◆ MATERIAL FOR THIS TASK:
+ + + + + + +
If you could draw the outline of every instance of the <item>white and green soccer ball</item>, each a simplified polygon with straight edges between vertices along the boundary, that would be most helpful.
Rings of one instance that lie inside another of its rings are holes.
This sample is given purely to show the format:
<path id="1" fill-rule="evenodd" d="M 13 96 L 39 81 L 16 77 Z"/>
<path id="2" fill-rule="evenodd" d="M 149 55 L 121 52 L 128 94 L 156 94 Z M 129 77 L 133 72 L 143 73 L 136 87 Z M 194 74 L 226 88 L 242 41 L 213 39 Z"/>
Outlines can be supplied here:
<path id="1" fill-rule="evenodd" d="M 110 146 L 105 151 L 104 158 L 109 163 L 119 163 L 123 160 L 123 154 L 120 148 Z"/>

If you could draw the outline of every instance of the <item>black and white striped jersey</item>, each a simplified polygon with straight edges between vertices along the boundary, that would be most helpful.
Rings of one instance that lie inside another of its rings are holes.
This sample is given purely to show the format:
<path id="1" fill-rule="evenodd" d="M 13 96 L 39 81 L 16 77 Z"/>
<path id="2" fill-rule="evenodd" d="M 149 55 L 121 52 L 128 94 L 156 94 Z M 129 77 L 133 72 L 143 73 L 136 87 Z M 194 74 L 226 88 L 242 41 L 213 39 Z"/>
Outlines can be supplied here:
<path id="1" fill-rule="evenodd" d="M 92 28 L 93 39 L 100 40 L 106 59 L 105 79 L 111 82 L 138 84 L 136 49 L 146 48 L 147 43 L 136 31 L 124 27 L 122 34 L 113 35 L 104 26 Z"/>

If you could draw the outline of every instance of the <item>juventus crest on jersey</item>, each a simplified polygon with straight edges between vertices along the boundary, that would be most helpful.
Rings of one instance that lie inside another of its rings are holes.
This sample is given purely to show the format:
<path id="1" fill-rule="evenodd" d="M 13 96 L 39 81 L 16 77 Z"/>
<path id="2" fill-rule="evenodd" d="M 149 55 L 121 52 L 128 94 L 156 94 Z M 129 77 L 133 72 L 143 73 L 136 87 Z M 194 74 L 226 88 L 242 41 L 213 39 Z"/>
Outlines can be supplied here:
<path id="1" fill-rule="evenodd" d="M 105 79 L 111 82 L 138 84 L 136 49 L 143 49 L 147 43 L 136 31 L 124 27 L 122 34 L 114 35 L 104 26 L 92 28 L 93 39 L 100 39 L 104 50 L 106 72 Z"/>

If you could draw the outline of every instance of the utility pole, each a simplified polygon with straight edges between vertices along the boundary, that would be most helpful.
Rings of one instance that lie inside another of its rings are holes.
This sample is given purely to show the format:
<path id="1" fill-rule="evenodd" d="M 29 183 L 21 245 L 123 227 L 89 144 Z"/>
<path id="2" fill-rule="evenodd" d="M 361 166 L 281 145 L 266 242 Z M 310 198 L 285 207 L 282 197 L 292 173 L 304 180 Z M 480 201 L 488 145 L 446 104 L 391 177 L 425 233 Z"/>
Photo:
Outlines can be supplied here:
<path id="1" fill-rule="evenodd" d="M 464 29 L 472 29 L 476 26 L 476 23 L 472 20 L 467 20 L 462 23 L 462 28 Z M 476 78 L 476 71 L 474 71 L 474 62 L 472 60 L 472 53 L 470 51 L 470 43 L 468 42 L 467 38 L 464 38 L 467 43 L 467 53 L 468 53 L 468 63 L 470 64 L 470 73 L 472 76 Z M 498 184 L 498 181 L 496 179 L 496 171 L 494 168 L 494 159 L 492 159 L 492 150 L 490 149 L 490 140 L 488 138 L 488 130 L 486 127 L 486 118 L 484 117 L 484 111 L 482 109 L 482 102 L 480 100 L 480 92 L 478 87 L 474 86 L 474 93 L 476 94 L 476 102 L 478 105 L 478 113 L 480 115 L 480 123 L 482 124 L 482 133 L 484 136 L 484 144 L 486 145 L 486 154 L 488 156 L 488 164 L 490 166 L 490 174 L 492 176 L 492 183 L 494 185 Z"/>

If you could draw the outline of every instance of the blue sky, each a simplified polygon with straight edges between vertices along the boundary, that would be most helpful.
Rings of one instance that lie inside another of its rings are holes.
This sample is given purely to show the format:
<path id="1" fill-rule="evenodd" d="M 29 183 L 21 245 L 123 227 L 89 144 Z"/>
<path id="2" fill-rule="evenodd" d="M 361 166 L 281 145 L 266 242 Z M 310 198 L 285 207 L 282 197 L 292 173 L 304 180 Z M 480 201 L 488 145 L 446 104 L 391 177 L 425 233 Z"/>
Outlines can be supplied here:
+ + + + + + +
◆ DIRECTION: Could you write out the whole listing above again, line for line and without any changes?

◆ THE COMPLETED TASK:
If you could draw the outline of every instance of the <item>white and green soccer ball</item>, each a simplified polygon with straight edges between vertices along the boundary, that would be most helpful.
Rings of one instance that lie inside another of its rings are holes.
This sample is given purely to show the format:
<path id="1" fill-rule="evenodd" d="M 13 96 L 39 81 L 16 77 Z"/>
<path id="2" fill-rule="evenodd" d="M 149 55 L 121 52 L 128 94 L 156 94 Z M 129 77 L 133 72 L 143 73 L 136 87 Z M 194 74 L 226 88 L 242 41 L 213 39 Z"/>
Outlines can be supplied here:
<path id="1" fill-rule="evenodd" d="M 110 146 L 105 151 L 104 158 L 109 163 L 119 163 L 123 160 L 123 154 L 120 148 Z"/>

If you could draw the outline of every instance of the <item>black and white striped jersey</item>, each a simplified polygon with straight edges between vertices along the boundary, that would be most helpful.
Rings of one instance that lie inside another of its rings are holes.
This sample is given purely to show the format:
<path id="1" fill-rule="evenodd" d="M 13 96 L 39 81 L 16 77 Z"/>
<path id="2" fill-rule="evenodd" d="M 149 55 L 121 52 L 128 94 L 156 94 Z M 129 77 L 133 72 L 143 73 L 136 87 Z M 194 74 L 226 88 L 242 41 L 213 39 Z"/>
Outlines can be supplied here:
<path id="1" fill-rule="evenodd" d="M 92 28 L 93 39 L 100 40 L 106 59 L 105 79 L 111 82 L 138 84 L 136 49 L 146 48 L 147 43 L 136 31 L 124 27 L 122 34 L 113 35 L 104 26 Z"/>

If you could draw the outline of every instance of the <item>juventus crest on jersey</item>, each a simplified polygon with straight edges between vertices along the boundary, that would be most helpful.
Rings of one instance that lie inside another of its rings are holes.
This sample is given purely to show the format:
<path id="1" fill-rule="evenodd" d="M 13 96 L 39 81 L 16 77 Z"/>
<path id="2" fill-rule="evenodd" d="M 149 55 L 121 52 L 128 94 L 156 94 Z M 129 77 L 133 72 L 143 73 L 136 87 Z M 194 74 L 226 88 L 242 41 L 213 39 Z"/>
Outlines can be supplied here:
<path id="1" fill-rule="evenodd" d="M 105 79 L 111 82 L 138 84 L 136 49 L 143 49 L 147 43 L 136 31 L 124 27 L 122 34 L 114 35 L 104 26 L 92 28 L 93 39 L 100 39 L 104 50 L 106 72 Z"/>

If you could draw the outline of every instance of the utility pole, each a simplified polygon with straight edges between vertices along the boundary, that would be most helpful.
Rings of one instance that lie inside another of its rings are holes.
This sample is given purely to show the format:
<path id="1" fill-rule="evenodd" d="M 29 183 L 21 245 L 123 227 L 89 144 Z"/>
<path id="2" fill-rule="evenodd" d="M 361 166 L 281 145 L 266 242 Z M 310 198 L 285 207 L 282 197 L 292 173 L 304 180 Z M 480 201 L 488 145 L 446 104 L 391 177 L 425 233 Z"/>
Photo:
Outlines can be supplied here:
<path id="1" fill-rule="evenodd" d="M 464 29 L 472 29 L 476 26 L 476 23 L 472 20 L 467 20 L 462 23 L 462 28 Z M 476 78 L 476 71 L 474 71 L 474 62 L 472 60 L 472 53 L 470 51 L 470 43 L 468 42 L 467 38 L 464 38 L 467 43 L 467 53 L 468 53 L 468 63 L 470 64 L 470 73 L 472 76 Z M 498 184 L 498 181 L 496 179 L 496 171 L 494 168 L 494 159 L 492 159 L 492 150 L 490 149 L 490 140 L 488 138 L 488 130 L 486 127 L 486 118 L 484 117 L 484 111 L 482 109 L 482 102 L 480 100 L 480 92 L 478 87 L 474 86 L 474 93 L 476 94 L 476 102 L 478 105 L 478 113 L 480 115 L 480 123 L 482 124 L 482 133 L 484 136 L 484 144 L 486 145 L 486 154 L 488 156 L 488 164 L 490 166 L 490 174 L 492 176 L 492 183 L 494 185 Z"/>

If you could draw the outline of every instance of the blue sky, each a simplified polygon with straight edges between vertices along the boundary, that would be most helpful.
Rings of one instance that lie inside another of its rings are holes.
This sample is given purely to show the format:
<path id="1" fill-rule="evenodd" d="M 29 183 L 21 245 L 123 227 L 89 144 Z"/>
<path id="2" fill-rule="evenodd" d="M 361 166 L 281 145 L 266 242 Z M 310 198 L 285 207 L 282 197 L 292 173 L 304 180 Z M 480 201 L 488 145 L 446 104 L 391 177 L 425 233 Z"/>
Outlines can be supplied here:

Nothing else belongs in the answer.